Согласуются ли с фрагментом об истории автопортрета утверждения (a), (b) и (c)? Для каждого ответьте «да» или «нет» и процитируйте решающие слова фрагмента дословно.
(a) Первые самостоятельные автопортреты появились во второй половине XV века.
(b) По словам Э. Бенкарда, образ художника на картинах мастеров Возрождения занимал центральное положение.
(c) Рембрандт оставил серию примерно из двухсот автопортретов.

■ **ФРАГМЕНТ ТЕКСТА**

+-------+

История автопортрета особенно важна для нашей темы. Его появление требовало как материальных (в виде хороших зеркал, которые в средневековой Европе появляются только в XIII веке; стеклянные зеркала были еще в Риме, но потом исчезли), так и социально-психологических предпосылок. Чтобы написать собственное изображение, художник должен был обладать не только развитым общим самосознанием, но и сознанием социальной ценности своей личности, достойной увековечения. Мастера Возрождения (Филиппе Липпи, Гирландайо, Боттичелли, Филиппино Липпи, Перуджино, Пинтуриккио, Рафаэль, Леонардо, Микеланджело, Мемлинг, Дюрер и другие) часто изображали себя в виде персонажей своих картин. Однако, как пишет Э. Бенкард, ни композиционно, ни психологически образ художника не занимал в этих картинах центрального положения, а его трактовка не отличалась от трактовки других персонажей. Во второй половине XV века появились первые самостоятельные автопортреты. Очень интересен, например, автопортрет мальчика Дюрера с его позднейшей надписью: "Таким я нарисовал себя по зеркалу в 1484 году, когда я был еще ребенком". Однако ни психологически, ни художественно автопортреты художника не отличались от его портретной живописи: воспринимая себя по нормам своей культуры, художник фиксировал в себе те же самые качества, которые казались ему существенными у его современников. Придворный художник и себя рисовал в обличье придворного, певец бюргерских добродетелей подчеркивал их и в себе и т. д. Соответственно варьировалась и степень психологизма. Характерно, что величайший мастер психологического портрета XVII века Рембрандт оставил также самую большую в истории живописи (около ста) серию автопортретов, как будто он хотел запечатлеть каждый момент своей биографии.

+-------+

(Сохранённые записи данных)
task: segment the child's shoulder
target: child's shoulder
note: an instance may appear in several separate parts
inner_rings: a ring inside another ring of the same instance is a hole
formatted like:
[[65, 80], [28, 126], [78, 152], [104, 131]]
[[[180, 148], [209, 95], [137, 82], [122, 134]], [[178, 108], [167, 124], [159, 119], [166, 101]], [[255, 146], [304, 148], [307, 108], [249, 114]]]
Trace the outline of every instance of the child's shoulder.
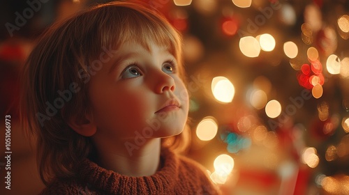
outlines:
[[94, 193], [89, 187], [83, 185], [77, 179], [56, 180], [52, 182], [40, 195], [55, 194], [97, 194]]
[[179, 178], [191, 183], [191, 187], [198, 185], [196, 194], [221, 194], [218, 186], [209, 178], [207, 169], [201, 164], [182, 155], [179, 155]]

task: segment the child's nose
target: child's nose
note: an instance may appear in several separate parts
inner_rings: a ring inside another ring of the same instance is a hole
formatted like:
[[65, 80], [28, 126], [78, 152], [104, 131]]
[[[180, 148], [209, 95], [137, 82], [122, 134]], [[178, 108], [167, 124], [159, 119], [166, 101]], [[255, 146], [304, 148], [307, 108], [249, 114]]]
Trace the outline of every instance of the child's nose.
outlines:
[[175, 84], [173, 78], [163, 72], [158, 72], [154, 78], [156, 80], [155, 91], [156, 93], [163, 93], [166, 91], [174, 91]]

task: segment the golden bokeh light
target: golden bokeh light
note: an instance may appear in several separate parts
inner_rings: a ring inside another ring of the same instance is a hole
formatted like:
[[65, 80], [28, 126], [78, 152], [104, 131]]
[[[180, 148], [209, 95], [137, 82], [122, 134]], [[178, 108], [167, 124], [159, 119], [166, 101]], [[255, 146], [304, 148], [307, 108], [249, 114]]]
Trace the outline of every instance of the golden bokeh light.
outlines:
[[193, 6], [200, 13], [210, 15], [218, 9], [218, 1], [216, 0], [194, 1]]
[[214, 118], [205, 117], [196, 127], [196, 136], [202, 141], [209, 141], [216, 136], [218, 125]]
[[341, 72], [339, 73], [342, 78], [349, 77], [349, 58], [344, 58], [341, 62]]
[[328, 194], [349, 194], [349, 176], [326, 176], [321, 180], [321, 186]]
[[231, 102], [235, 94], [234, 85], [224, 77], [214, 77], [211, 88], [216, 100], [223, 103]]
[[323, 92], [324, 91], [322, 86], [321, 86], [320, 84], [315, 85], [311, 89], [311, 94], [313, 94], [313, 97], [316, 99], [321, 98], [321, 96], [322, 96]]
[[349, 117], [343, 118], [342, 127], [346, 133], [349, 133]]
[[265, 113], [269, 118], [278, 117], [281, 114], [281, 104], [276, 100], [269, 101], [265, 106]]
[[329, 105], [326, 102], [322, 102], [318, 104], [318, 115], [321, 121], [325, 121], [328, 119], [329, 116]]
[[209, 176], [211, 180], [216, 184], [225, 184], [228, 179], [228, 176], [224, 172], [214, 171]]
[[239, 8], [249, 8], [252, 3], [252, 0], [232, 0], [234, 5]]
[[326, 68], [329, 74], [339, 74], [341, 72], [341, 60], [334, 54], [330, 55], [326, 61]]
[[258, 89], [253, 91], [250, 96], [250, 103], [251, 104], [257, 109], [261, 109], [264, 108], [267, 102], [268, 101], [268, 97], [267, 93], [264, 91]]
[[349, 33], [349, 16], [343, 15], [341, 16], [337, 21], [339, 29], [343, 33]]
[[239, 42], [239, 47], [242, 54], [250, 58], [258, 57], [260, 53], [260, 43], [253, 36], [242, 38]]
[[288, 57], [294, 58], [298, 55], [298, 47], [295, 42], [288, 41], [283, 44], [283, 52]]
[[228, 176], [234, 168], [234, 159], [228, 155], [220, 155], [214, 162], [215, 172]]
[[311, 47], [306, 51], [306, 56], [310, 61], [315, 61], [319, 58], [319, 52], [313, 47]]
[[325, 153], [327, 161], [334, 161], [337, 158], [337, 148], [334, 146], [329, 146]]
[[173, 0], [174, 5], [178, 6], [185, 6], [191, 4], [192, 0]]
[[302, 155], [302, 160], [304, 164], [311, 168], [315, 168], [319, 164], [320, 159], [318, 156], [316, 149], [313, 147], [306, 148]]
[[260, 35], [259, 37], [260, 48], [265, 52], [271, 52], [275, 48], [275, 39], [268, 33]]

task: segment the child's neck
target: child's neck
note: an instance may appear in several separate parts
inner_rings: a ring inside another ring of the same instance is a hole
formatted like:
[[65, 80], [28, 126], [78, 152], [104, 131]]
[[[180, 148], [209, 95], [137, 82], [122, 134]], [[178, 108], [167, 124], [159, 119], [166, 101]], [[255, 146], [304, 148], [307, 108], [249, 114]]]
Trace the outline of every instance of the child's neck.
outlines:
[[151, 176], [160, 168], [160, 138], [147, 141], [139, 148], [133, 149], [132, 153], [124, 144], [121, 145], [103, 144], [103, 147], [97, 148], [99, 165], [121, 175], [133, 177]]

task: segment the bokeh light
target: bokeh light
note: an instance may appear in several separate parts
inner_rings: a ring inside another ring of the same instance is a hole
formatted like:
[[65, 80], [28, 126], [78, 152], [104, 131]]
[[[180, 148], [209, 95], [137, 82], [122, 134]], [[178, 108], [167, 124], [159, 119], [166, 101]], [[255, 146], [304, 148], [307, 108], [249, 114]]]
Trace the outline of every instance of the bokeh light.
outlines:
[[288, 41], [283, 44], [283, 52], [288, 57], [294, 58], [298, 55], [298, 47], [295, 42]]
[[341, 72], [342, 78], [349, 77], [349, 58], [346, 57], [341, 61]]
[[239, 47], [242, 54], [250, 58], [258, 57], [260, 53], [260, 43], [253, 36], [242, 38], [239, 42]]
[[325, 177], [321, 186], [329, 194], [349, 194], [349, 176], [339, 174]]
[[260, 48], [265, 52], [271, 52], [275, 48], [275, 39], [268, 33], [260, 35], [259, 38]]
[[281, 104], [276, 100], [269, 101], [265, 106], [265, 113], [269, 118], [278, 117], [281, 113]]
[[211, 88], [216, 100], [223, 103], [231, 102], [235, 94], [234, 85], [224, 77], [214, 77]]
[[283, 3], [280, 13], [280, 20], [286, 25], [295, 24], [297, 20], [297, 15], [293, 6]]
[[233, 36], [239, 28], [236, 21], [228, 20], [224, 21], [222, 24], [222, 31], [227, 36]]
[[327, 161], [334, 161], [337, 158], [337, 148], [334, 146], [329, 146], [325, 153], [325, 158]]
[[210, 15], [217, 10], [218, 1], [216, 0], [194, 1], [193, 6], [198, 13], [205, 15]]
[[214, 162], [215, 171], [218, 173], [224, 172], [227, 176], [232, 172], [234, 168], [234, 159], [228, 155], [220, 155]]
[[209, 141], [216, 136], [218, 125], [214, 117], [209, 116], [202, 119], [196, 127], [196, 136], [202, 141]]
[[232, 3], [239, 8], [249, 8], [252, 0], [232, 0]]
[[334, 54], [330, 55], [326, 61], [326, 68], [329, 74], [339, 74], [341, 72], [341, 60]]
[[320, 84], [316, 84], [311, 89], [311, 94], [313, 94], [313, 97], [314, 97], [316, 99], [318, 99], [322, 96], [323, 93], [323, 88], [322, 86]]
[[309, 147], [305, 148], [302, 155], [303, 163], [307, 164], [311, 168], [318, 166], [320, 159], [317, 153], [318, 152], [315, 148]]
[[315, 61], [319, 58], [319, 52], [313, 47], [311, 47], [306, 51], [306, 56], [310, 61]]
[[176, 6], [189, 6], [191, 3], [192, 0], [173, 0], [173, 2]]
[[343, 118], [342, 127], [346, 133], [349, 133], [349, 117]]
[[343, 33], [349, 33], [349, 16], [343, 15], [338, 19], [338, 26]]
[[349, 38], [349, 16], [343, 15], [338, 18], [338, 33], [344, 40]]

+-------+

■ **ОТВЕТ**
(a) Да: «Во второй половине XV века появились первые самостоятельные автопортреты».
(b) Нет: «ни композиционно, ни психологически образ художника не занимал в этих картинах центрального положения».
(c) Нет: «самую большую в истории живописи (около ста) серию автопортретов».